| ARTIGO |
-*-*-
Fernando Henrique e Itamar Franco – “choque de capitalismo” no Brasil de 1994 (Foto: André Dusek / Agência Estado)

Uma pequena digressão aqui só para apontar o crescente impacto tecnológico nos lares brasileiros nesta época, quando observarmos a quantidade de parabólicas que brotavam nos telhados de norte a sul do país. Um aparato simbólico que refletia a nossa inserção na tal “aldeia global”, quando o must eram os“Cd-Roms” e a internet ainda engatinhava.


Mar de antenas no Brasil dos anos 90 – “a cidade não pára, a cidade só cresce” (Foto: Oscar Cabral / Abril Imagens)
-*-*-
| DADOS EXTRAÍDOS |

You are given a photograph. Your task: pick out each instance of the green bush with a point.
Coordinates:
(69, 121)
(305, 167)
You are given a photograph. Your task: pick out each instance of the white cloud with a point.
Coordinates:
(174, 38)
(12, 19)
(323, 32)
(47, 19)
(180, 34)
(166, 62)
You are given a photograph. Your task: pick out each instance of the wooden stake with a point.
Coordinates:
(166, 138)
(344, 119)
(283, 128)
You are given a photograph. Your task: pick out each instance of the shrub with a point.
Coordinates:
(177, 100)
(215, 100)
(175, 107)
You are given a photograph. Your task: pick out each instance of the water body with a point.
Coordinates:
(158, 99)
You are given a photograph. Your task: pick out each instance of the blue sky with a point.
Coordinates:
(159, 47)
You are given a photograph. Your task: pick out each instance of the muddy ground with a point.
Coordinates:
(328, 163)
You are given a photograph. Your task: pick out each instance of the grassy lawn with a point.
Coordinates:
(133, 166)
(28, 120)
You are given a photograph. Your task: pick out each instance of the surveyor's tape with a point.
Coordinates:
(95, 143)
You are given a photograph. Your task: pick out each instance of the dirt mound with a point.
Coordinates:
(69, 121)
-*-*-
| TAREFAS E EXERCÍCIOS |
1/ Com base no artigo sobre o Brasil dos anos 90, responda:
(a) A quem é creditada a foto de Fernando Henrique e Itamar Franco?
(b) Segundo o artigo, o que era "o must" na época?
(c) Que frase entre aspas acompanha a legenda sobre o mar de antenas?
2/ Relacione todos os nomes de pessoas mencionados no artigo sobre o Brasil dos anos 90.
3/ Prossiga a redação do artigo sobre o Brasil dos anos 90 a partir do ponto em que ele termina.

| RESPOSTAS FINAIS |
1/
(a) André Dusek / Agência Estado.
(b) Os "Cd-Roms".
(c) "a cidade não pára, a cidade só cresce".

2/ Fernando Henrique, Itamar Franco, André Dusek, Oscar Cabral

3/
E foi nesse período de intensas transformações que a novela das seis “Tropicaliente” foi ao ar na TV Globo pela primeira vez. Ao fugir do eixo Rio-São Paulo, o autor Walther Negrão misturou o velhoembate de classes que caracteriza todo e qualquer bom folhetim com as visões de um Ceará paradisíaco, moderno e “antenado”. Alguns reagiram, afirmando que tudo não passava de propaganda para a bem-sucedida administração do então governador tucano Ciro Gomes no estado nordestino.


“Sol, Mar e Ciro” – visões de um paraíso neoliberal (Foto: reprodução)

Mais ou menos no meio da novela, o governador cearense entregou o cargo ao seu vice, para assumir o Ministério da Economia. Tudo por causa do chamado “escândalo das parabólicas”, que tirou do ar o seu antecessor, Rubens Ricupero, revelando, “via satélite”, toda aquela moral inescrupulosa que insiste em orientar o caráter nacional, de cima para baixo, por todos os lados. Licencinha aqui para um rápido flash-back.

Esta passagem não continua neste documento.